WHAT THE TASK REQUIRES >> Lay out the records from the line containing "tower building and record integer pixel coordinates." through the end of the records, both ends included, as a Markdown table with the columns Row and Line, omitting any blank lines.

● ● ● ● ● ● ●

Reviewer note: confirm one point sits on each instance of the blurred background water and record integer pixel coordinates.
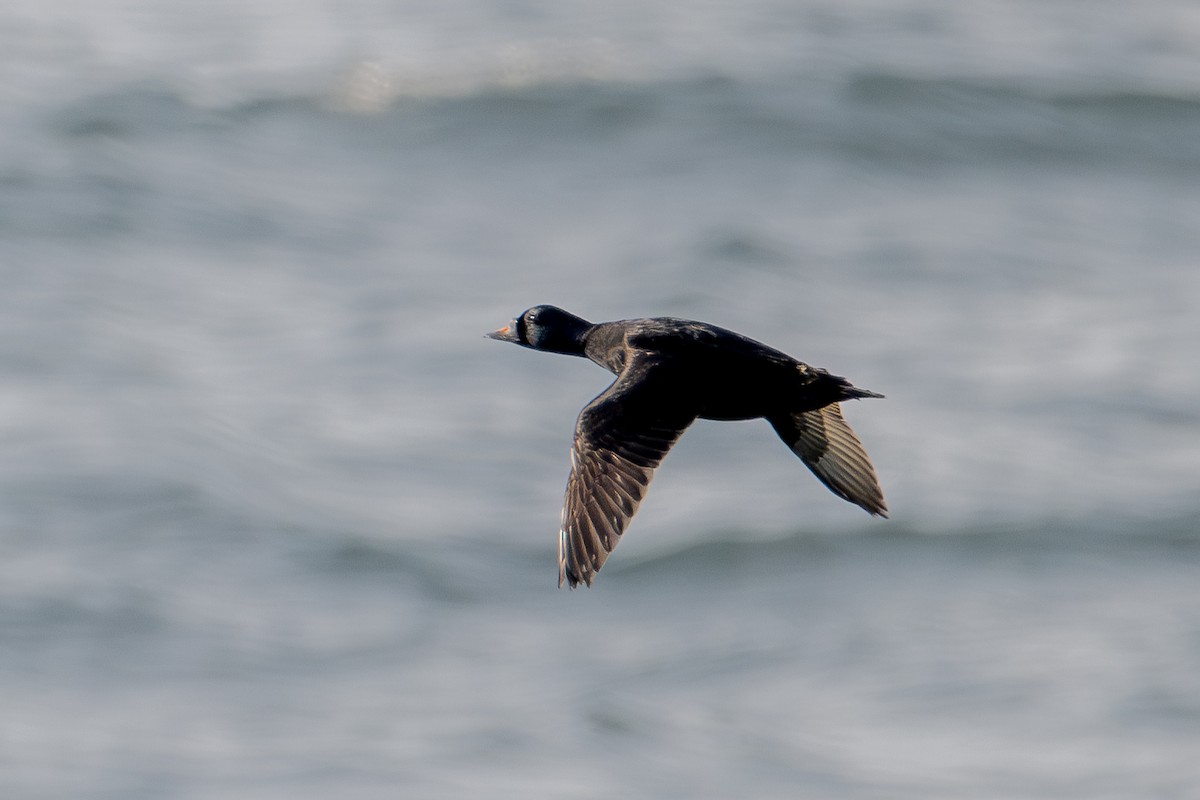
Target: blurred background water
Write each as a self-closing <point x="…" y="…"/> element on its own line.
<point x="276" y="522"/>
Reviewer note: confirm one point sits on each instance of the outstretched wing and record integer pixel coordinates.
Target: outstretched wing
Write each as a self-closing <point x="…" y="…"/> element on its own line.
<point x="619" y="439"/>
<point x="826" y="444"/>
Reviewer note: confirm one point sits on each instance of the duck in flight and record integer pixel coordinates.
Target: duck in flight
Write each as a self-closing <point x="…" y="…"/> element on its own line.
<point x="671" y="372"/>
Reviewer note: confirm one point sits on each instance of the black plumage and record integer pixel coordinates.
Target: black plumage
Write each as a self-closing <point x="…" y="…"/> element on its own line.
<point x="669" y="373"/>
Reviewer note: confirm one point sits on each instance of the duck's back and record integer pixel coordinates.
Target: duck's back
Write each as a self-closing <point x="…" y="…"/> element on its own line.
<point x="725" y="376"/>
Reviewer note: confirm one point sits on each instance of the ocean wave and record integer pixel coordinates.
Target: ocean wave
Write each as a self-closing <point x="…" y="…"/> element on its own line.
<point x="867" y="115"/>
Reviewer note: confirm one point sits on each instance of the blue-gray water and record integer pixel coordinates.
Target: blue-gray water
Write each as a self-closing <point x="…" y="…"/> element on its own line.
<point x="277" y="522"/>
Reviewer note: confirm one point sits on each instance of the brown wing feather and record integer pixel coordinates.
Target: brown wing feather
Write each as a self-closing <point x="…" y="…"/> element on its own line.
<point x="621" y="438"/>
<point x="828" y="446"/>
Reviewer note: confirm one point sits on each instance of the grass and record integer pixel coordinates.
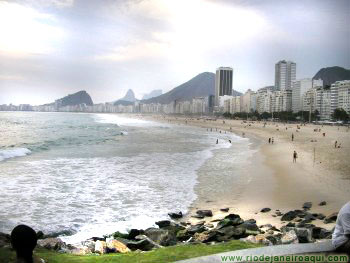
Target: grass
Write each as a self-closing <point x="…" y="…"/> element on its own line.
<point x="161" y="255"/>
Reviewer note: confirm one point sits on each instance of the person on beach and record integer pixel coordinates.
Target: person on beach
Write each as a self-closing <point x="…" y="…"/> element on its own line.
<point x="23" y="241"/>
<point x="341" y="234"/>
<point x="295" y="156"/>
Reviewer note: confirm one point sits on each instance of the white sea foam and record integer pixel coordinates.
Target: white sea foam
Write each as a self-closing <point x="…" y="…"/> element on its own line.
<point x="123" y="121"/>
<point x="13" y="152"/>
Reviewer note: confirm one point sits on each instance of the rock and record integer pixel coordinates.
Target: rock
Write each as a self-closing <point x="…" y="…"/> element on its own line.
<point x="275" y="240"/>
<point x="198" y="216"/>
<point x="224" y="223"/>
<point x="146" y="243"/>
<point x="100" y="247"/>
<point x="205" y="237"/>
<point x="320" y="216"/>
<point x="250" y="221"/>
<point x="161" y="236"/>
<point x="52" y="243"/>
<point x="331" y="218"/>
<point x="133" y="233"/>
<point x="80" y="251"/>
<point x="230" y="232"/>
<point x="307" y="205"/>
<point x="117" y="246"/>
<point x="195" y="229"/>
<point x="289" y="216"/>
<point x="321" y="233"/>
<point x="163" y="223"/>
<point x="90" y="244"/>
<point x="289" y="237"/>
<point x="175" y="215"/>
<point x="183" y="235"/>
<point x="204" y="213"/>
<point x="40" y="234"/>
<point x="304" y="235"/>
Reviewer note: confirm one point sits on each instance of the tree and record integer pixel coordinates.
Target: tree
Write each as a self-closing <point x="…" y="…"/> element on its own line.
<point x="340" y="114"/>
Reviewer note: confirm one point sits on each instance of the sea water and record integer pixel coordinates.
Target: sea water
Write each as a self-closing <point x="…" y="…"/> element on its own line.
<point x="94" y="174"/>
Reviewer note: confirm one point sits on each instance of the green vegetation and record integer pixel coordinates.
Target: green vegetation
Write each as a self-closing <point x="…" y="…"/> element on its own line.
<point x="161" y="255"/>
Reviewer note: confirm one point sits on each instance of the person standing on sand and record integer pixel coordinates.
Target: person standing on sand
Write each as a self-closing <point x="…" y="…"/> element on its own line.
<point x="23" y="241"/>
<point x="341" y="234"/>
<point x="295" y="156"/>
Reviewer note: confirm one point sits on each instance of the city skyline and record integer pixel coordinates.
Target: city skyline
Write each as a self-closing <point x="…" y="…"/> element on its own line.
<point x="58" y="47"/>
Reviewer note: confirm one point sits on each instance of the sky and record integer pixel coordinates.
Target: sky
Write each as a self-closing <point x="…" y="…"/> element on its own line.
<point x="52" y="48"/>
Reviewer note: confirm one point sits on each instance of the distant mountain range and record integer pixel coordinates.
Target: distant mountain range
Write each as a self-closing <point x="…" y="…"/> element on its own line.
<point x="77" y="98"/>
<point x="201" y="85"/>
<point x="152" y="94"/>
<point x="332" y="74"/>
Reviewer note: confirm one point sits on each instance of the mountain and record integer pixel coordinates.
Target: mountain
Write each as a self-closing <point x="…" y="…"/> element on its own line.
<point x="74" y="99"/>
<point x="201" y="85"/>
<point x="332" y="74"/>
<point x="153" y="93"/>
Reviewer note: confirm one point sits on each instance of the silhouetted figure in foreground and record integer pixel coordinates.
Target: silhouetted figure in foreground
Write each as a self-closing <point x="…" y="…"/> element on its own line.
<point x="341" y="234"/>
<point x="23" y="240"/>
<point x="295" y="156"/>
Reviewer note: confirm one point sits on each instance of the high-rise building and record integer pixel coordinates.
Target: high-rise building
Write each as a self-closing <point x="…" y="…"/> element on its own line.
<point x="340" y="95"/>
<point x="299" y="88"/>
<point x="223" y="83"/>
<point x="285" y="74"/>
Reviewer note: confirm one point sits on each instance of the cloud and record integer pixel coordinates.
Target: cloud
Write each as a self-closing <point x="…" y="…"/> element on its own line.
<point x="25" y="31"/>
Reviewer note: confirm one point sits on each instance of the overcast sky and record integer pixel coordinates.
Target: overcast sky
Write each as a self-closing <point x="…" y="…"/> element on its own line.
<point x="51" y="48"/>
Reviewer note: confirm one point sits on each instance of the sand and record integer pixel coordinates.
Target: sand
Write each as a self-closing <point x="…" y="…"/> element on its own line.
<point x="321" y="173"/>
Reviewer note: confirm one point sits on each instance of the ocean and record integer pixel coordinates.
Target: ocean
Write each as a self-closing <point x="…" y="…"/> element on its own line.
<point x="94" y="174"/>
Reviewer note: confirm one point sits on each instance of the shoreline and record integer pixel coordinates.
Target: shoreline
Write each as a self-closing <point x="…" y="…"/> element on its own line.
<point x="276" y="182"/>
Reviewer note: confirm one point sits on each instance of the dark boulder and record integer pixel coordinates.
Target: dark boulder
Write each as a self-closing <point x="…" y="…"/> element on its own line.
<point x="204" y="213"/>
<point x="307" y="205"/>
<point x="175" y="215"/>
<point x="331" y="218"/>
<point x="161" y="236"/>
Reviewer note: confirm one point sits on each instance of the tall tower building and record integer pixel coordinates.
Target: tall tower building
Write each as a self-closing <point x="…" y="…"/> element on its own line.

● ● ● ● ● ● ●

OUTPUT FOR THIS EXERCISE >>
| Row | Line |
|---|---|
| 1 | Reviewer note: confirm one point sits on each instance of the tall tower building and record integer pixel coordinates. |
| 2 | Target: tall tower building |
| 3 | Write each as a self-closing <point x="…" y="…"/> element on its own line. |